◆ **Your goal**
Extract the entries in their exact form.

*** Opening of Excerpted data ***

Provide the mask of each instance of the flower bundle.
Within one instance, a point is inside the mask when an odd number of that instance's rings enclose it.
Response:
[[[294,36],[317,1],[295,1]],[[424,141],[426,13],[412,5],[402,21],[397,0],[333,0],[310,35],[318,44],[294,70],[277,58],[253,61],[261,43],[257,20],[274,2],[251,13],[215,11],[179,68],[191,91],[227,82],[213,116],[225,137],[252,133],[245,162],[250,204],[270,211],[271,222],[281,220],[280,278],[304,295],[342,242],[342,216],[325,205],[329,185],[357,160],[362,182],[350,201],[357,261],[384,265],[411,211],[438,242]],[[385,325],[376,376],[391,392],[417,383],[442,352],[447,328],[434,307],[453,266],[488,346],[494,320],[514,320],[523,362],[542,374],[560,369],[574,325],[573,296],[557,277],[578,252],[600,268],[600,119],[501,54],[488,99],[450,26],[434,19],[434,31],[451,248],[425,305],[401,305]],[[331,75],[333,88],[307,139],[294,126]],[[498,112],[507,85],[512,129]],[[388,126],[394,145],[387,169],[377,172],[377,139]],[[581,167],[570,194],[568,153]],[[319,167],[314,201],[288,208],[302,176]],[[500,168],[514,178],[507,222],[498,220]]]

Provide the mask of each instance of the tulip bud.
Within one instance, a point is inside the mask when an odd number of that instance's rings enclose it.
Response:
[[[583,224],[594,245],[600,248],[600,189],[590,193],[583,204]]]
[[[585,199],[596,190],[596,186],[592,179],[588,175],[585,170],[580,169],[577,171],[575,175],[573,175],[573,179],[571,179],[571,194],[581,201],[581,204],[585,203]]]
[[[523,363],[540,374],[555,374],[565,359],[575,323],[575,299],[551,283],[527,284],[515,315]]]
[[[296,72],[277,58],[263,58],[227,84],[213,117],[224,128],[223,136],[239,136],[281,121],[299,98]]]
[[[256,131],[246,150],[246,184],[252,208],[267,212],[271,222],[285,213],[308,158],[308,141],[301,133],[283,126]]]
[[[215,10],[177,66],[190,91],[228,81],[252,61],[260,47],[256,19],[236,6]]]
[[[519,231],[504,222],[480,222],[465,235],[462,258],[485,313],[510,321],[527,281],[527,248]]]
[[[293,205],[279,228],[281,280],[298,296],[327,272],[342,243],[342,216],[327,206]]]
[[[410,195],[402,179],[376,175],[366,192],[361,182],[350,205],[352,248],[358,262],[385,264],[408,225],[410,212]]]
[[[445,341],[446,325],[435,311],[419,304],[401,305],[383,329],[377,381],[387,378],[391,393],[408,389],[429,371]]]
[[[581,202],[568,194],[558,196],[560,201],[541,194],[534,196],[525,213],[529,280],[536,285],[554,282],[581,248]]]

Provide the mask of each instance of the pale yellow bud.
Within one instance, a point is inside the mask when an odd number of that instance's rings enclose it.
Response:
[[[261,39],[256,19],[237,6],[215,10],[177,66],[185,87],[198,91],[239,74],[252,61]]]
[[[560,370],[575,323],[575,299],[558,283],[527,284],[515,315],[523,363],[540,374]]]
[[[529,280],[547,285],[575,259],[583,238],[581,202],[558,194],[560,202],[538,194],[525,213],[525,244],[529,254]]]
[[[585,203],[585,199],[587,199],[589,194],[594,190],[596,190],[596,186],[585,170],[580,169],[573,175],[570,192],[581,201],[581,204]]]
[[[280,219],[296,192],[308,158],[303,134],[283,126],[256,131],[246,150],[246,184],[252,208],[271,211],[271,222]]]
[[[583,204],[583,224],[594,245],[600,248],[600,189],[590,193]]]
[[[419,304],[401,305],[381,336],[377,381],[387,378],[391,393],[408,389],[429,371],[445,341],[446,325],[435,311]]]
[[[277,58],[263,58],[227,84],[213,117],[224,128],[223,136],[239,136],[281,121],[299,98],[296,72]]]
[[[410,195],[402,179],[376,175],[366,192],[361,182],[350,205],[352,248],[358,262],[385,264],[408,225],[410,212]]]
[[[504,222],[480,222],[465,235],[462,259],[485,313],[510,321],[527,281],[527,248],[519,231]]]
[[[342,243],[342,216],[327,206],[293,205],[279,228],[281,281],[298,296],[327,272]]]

*** Close of Excerpted data ***

◆ **Answer for this exercise**
Provide the mask of each instance of the flower bundle.
Within one instance, a point is inside the mask when an odd number of that instance's rings enclose it.
Response:
[[[294,36],[317,1],[295,1]],[[424,141],[426,13],[412,5],[402,21],[397,0],[333,0],[310,35],[318,44],[294,70],[277,58],[253,61],[261,43],[257,20],[274,2],[251,13],[215,11],[179,68],[191,91],[227,82],[213,116],[225,137],[252,133],[245,162],[250,204],[270,211],[271,222],[281,220],[280,278],[304,295],[342,242],[342,216],[325,205],[329,185],[357,160],[362,182],[350,201],[357,261],[384,265],[411,211],[438,242]],[[385,325],[376,376],[391,392],[417,383],[442,352],[447,328],[434,307],[453,266],[488,346],[494,320],[514,320],[523,362],[542,374],[560,369],[574,325],[573,296],[557,277],[578,252],[600,268],[600,119],[501,54],[488,99],[450,26],[434,19],[434,31],[451,248],[425,305],[401,305]],[[331,75],[333,88],[307,139],[294,126]],[[498,112],[507,85],[512,129]],[[388,126],[394,145],[387,169],[377,172],[377,139]],[[581,167],[570,194],[568,153]],[[319,167],[314,201],[288,208],[302,176]],[[500,168],[514,178],[507,222],[498,220]]]

Provide the mask of each instance of the tulip bud.
Within one instance, a point is inside the mask when an odd number of that instance's rings enclose it.
Response:
[[[583,224],[594,245],[600,248],[600,189],[590,193],[583,204]]]
[[[585,199],[596,190],[596,186],[592,179],[588,175],[585,170],[580,169],[577,171],[575,175],[573,175],[573,179],[571,179],[571,194],[581,201],[581,204],[585,203]]]
[[[523,363],[540,374],[555,374],[565,359],[575,323],[575,299],[551,283],[527,284],[515,315]]]
[[[296,72],[277,58],[263,58],[227,84],[213,117],[224,128],[223,136],[239,136],[281,121],[299,98]]]
[[[256,131],[246,150],[246,184],[252,208],[267,212],[271,222],[285,213],[308,158],[308,141],[301,133],[283,126]]]
[[[215,10],[177,66],[190,91],[228,81],[252,61],[260,47],[256,19],[236,6]]]
[[[519,231],[504,222],[480,222],[465,235],[462,258],[485,313],[510,321],[527,281],[527,248]]]
[[[293,205],[279,228],[281,280],[298,296],[327,272],[342,243],[342,216],[327,206]]]
[[[410,195],[402,179],[376,175],[366,192],[361,182],[350,205],[352,248],[358,262],[385,264],[408,225],[410,212]]]
[[[445,341],[446,325],[435,311],[419,304],[401,305],[383,329],[377,381],[387,378],[391,393],[408,389],[429,371]]]
[[[581,202],[568,194],[558,196],[560,201],[541,194],[534,196],[525,213],[529,280],[536,285],[554,282],[581,248]]]

Provide the mask of each instance of the pale yellow bud.
Within one instance, a point is inside the mask when an odd number of that instance's rings enclose it.
Response:
[[[261,39],[256,19],[237,6],[215,10],[177,66],[185,87],[198,91],[239,74],[252,61]]]
[[[560,370],[575,323],[575,299],[558,283],[527,284],[515,315],[523,363],[540,374]]]
[[[529,280],[547,285],[575,259],[583,238],[581,202],[558,194],[560,202],[538,194],[525,213],[525,244],[529,254]]]
[[[585,203],[585,199],[587,199],[589,194],[594,190],[596,190],[596,186],[585,170],[580,169],[573,175],[570,192],[581,201],[581,204]]]
[[[280,219],[296,192],[308,158],[303,134],[283,126],[256,131],[246,150],[246,184],[252,208],[271,211],[271,222]]]
[[[583,204],[583,224],[594,245],[600,248],[600,189],[590,193]]]
[[[419,304],[401,305],[381,336],[377,381],[387,378],[391,393],[408,389],[429,371],[445,341],[446,325],[435,311]]]
[[[277,58],[263,58],[227,84],[213,117],[224,128],[223,136],[239,136],[281,121],[299,98],[296,72]]]
[[[410,195],[402,179],[376,175],[366,192],[361,182],[350,205],[352,248],[358,262],[385,264],[408,225],[410,212]]]
[[[504,222],[480,222],[465,235],[462,259],[485,313],[510,321],[527,281],[527,248],[519,231]]]
[[[342,243],[342,216],[327,206],[293,205],[279,228],[281,281],[298,296],[327,272]]]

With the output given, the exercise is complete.